* _THE TASK_:
Can you reproduce the rows below word for word, starting with the first one and ending with the line that contains "787, 523, 980]]"? Omit the pictures from your copy.
---------- RECORDS FOR THE EXERCISE
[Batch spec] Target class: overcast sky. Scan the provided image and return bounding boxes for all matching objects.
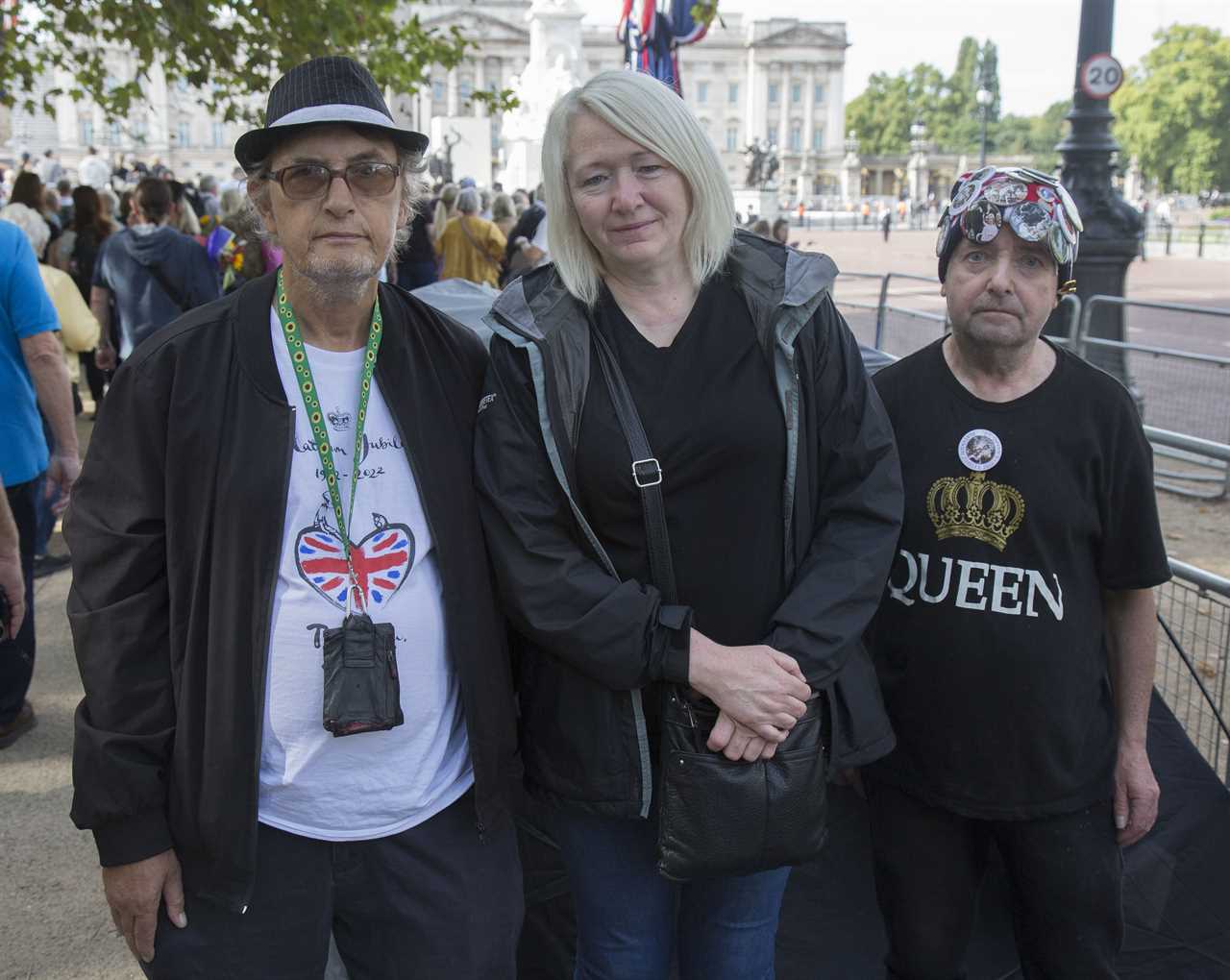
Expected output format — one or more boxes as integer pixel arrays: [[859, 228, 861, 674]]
[[581, 0, 1230, 115]]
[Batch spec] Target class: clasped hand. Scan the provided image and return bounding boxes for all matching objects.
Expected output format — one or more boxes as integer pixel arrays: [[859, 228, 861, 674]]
[[688, 629, 812, 761]]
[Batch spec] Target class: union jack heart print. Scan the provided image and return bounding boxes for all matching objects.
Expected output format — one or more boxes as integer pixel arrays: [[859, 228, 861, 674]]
[[295, 514, 414, 612]]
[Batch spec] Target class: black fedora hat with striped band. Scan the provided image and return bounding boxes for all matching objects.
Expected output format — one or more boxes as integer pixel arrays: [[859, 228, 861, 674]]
[[234, 57, 428, 171]]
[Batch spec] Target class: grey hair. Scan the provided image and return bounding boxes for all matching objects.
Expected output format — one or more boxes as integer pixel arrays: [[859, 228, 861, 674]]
[[241, 134, 430, 255], [0, 204, 52, 262], [542, 71, 735, 306], [98, 187, 119, 221]]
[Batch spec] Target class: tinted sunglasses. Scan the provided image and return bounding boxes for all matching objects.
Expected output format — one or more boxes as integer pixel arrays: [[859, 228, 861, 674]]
[[264, 159, 401, 201]]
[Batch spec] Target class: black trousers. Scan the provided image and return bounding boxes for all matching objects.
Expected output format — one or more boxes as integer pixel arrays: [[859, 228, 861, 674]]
[[867, 779, 1123, 980], [0, 479, 37, 724], [141, 787, 523, 980]]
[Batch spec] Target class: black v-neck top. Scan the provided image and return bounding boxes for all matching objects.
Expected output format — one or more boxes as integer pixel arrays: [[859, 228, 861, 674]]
[[577, 277, 786, 646]]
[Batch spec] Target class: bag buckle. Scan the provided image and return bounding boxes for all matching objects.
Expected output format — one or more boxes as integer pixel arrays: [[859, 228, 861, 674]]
[[632, 456, 662, 489]]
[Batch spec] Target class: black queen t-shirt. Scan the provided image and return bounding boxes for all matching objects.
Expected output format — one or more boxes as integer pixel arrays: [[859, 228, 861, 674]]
[[867, 341, 1169, 819]]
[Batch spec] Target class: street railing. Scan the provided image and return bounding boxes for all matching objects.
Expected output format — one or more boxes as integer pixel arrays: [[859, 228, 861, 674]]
[[1144, 221, 1230, 258], [834, 272, 1230, 500], [1071, 295, 1230, 500], [1154, 558, 1230, 786]]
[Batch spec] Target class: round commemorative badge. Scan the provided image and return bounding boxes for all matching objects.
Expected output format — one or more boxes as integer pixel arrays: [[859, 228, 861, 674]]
[[1055, 184, 1085, 232], [957, 429, 1003, 474], [983, 181, 1029, 208], [1046, 223, 1072, 265], [935, 211, 952, 258], [948, 177, 981, 216], [961, 198, 1003, 245], [1007, 201, 1050, 241]]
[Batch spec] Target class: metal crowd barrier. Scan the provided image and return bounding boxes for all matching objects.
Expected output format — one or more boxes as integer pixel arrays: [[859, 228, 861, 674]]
[[1154, 558, 1230, 786], [834, 272, 1230, 501], [834, 272, 1081, 356], [1071, 295, 1230, 501]]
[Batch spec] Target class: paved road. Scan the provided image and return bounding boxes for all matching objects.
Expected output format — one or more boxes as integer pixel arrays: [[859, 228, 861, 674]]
[[791, 229, 1230, 443], [0, 238, 1230, 980]]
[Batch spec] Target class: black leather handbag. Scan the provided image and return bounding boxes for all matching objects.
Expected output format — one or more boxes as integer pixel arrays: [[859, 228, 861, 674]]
[[590, 330, 829, 882]]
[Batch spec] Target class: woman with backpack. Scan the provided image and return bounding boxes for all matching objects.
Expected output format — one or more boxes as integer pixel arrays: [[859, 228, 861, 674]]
[[61, 185, 115, 412]]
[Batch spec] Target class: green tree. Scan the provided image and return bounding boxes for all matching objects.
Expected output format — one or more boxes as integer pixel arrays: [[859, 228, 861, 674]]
[[0, 0, 515, 120], [1111, 25, 1230, 193], [847, 37, 1000, 155], [847, 64, 944, 157], [990, 100, 1072, 171]]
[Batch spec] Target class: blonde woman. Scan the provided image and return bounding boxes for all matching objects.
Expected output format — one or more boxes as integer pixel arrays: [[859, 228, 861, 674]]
[[475, 71, 901, 980]]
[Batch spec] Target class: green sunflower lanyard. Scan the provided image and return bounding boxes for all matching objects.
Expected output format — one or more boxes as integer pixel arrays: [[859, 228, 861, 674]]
[[277, 269, 383, 612]]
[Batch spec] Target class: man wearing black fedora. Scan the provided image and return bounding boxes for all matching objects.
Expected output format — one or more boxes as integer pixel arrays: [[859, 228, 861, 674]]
[[65, 58, 522, 980]]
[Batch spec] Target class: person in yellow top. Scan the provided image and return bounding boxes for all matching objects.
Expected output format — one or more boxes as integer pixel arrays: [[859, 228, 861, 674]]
[[0, 204, 98, 385], [435, 187, 506, 286]]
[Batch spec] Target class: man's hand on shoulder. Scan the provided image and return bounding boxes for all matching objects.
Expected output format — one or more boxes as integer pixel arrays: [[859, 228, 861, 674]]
[[102, 849, 188, 963], [1115, 743, 1161, 847]]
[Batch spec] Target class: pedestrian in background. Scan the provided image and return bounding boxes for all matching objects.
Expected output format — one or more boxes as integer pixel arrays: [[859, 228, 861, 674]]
[[0, 217, 81, 748], [0, 204, 98, 578], [491, 194, 517, 238], [89, 177, 221, 370], [9, 171, 64, 262], [61, 185, 118, 413], [397, 201, 439, 289], [435, 187, 506, 286]]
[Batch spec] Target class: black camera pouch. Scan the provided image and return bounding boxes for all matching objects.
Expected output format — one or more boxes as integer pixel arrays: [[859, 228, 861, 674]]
[[324, 612, 405, 738]]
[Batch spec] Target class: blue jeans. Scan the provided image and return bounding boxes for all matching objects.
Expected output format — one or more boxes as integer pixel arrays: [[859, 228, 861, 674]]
[[553, 810, 790, 980]]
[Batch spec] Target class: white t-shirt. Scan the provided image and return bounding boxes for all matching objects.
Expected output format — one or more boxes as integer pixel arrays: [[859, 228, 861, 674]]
[[258, 311, 474, 841]]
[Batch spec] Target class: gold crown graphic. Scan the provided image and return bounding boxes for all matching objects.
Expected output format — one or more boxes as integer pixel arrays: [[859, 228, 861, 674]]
[[926, 474, 1024, 551]]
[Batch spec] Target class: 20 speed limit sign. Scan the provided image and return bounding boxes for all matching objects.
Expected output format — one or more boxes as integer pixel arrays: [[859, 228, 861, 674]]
[[1080, 54, 1123, 98]]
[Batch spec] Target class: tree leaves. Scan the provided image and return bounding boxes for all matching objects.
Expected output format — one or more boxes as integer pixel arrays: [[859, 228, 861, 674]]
[[847, 37, 1071, 166], [1111, 25, 1230, 193], [0, 0, 517, 123]]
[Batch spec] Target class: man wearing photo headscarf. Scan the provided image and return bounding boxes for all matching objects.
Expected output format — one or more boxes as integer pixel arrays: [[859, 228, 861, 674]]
[[865, 167, 1169, 980]]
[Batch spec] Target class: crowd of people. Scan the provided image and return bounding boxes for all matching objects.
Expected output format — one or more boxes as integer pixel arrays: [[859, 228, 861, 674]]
[[0, 51, 1169, 980]]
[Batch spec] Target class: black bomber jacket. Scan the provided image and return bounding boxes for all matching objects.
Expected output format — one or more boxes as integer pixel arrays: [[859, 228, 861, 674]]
[[65, 276, 520, 911]]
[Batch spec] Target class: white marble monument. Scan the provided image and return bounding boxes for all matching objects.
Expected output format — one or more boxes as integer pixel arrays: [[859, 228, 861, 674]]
[[498, 0, 585, 189]]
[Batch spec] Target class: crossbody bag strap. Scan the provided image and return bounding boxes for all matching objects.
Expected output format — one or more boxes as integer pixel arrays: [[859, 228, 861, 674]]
[[589, 329, 679, 605]]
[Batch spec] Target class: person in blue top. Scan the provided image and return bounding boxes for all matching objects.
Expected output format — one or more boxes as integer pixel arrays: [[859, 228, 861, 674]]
[[0, 221, 81, 748]]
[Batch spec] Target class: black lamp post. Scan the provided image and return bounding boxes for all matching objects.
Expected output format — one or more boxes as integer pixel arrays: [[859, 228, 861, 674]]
[[1046, 0, 1144, 408]]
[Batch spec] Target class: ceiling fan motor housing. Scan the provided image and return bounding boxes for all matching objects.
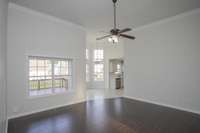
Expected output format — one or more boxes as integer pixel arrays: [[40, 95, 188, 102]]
[[113, 0, 117, 3], [110, 29, 120, 35]]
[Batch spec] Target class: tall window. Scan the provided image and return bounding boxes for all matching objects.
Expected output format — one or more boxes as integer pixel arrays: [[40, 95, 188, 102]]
[[94, 49, 104, 61], [94, 49, 104, 81], [85, 49, 90, 82], [86, 64, 90, 82], [29, 57, 72, 96]]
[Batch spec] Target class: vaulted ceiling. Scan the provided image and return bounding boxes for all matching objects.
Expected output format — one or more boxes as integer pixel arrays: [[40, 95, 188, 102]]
[[10, 0, 200, 31]]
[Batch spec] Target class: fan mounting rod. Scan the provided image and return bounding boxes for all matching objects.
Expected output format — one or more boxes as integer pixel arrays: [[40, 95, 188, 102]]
[[112, 0, 117, 30]]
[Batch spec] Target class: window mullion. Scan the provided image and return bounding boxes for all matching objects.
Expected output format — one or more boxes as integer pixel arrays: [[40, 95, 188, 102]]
[[51, 60, 55, 93]]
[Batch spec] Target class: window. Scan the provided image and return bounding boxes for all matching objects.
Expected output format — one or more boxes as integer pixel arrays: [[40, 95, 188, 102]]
[[93, 49, 104, 81], [94, 63, 104, 81], [29, 57, 72, 96], [94, 49, 104, 61], [86, 64, 90, 82], [85, 49, 89, 60]]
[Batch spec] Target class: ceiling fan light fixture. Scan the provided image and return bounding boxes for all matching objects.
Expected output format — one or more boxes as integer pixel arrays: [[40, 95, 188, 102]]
[[108, 35, 119, 43]]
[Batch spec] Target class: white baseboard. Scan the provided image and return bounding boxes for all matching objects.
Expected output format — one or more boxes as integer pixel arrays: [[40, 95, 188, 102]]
[[7, 99, 86, 121], [123, 96, 200, 115]]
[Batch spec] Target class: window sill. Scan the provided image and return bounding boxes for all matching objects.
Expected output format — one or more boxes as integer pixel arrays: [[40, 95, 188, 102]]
--------------------
* _THE REPLY_:
[Batch spec] Target class: overcast sky. Scan the provided image and return bounding boxes for all matching objects.
Expected output format — one or more boxes as integer pixel arrays: [[859, 228, 861, 674]]
[[581, 0, 1230, 115]]
[Batch spec] Target class: clasped hand. Scan the provided image and return bounding boxes for all matching objects.
Expected output format — one or more boxes as integer pixel arrays: [[859, 228, 861, 674]]
[[688, 629, 812, 761]]
[Batch spec] Target class: union jack heart print. Scan the provided image and return bounding boxes for all matching objects.
Expected output format — one or more boxes as integer pixel arrays: [[859, 228, 861, 674]]
[[295, 514, 414, 612]]
[Batch spec] Target class: black fedora hat with striped band. Scan the provided image and return bounding boxes for all matching objects.
Expected output format — one or more boxes as integer pixel arrays: [[859, 228, 861, 674]]
[[234, 57, 428, 171]]
[Batch spec] Target class: grey hair. Scan the provided image and return bounding boxes for all matching objects.
Expected output format — one or more boxes as integer pixel arrays: [[859, 228, 861, 674]]
[[241, 134, 430, 255], [0, 204, 52, 262], [542, 71, 735, 306], [98, 187, 119, 221]]
[Batch spec] Target class: tinted sunglasses. Scan the provided image and return bounding boxes for all matching objects.
Expected output format — one or more boxes as integer pixel arrays: [[859, 228, 861, 674]]
[[264, 159, 401, 201]]
[Batch spec] Target class: black trousers. Scan the provided image and return bounding boxes for all matching objects.
Expected output format — one or more boxes as integer pixel arrays: [[859, 228, 861, 674]]
[[867, 779, 1123, 980], [0, 479, 37, 724], [141, 787, 523, 980]]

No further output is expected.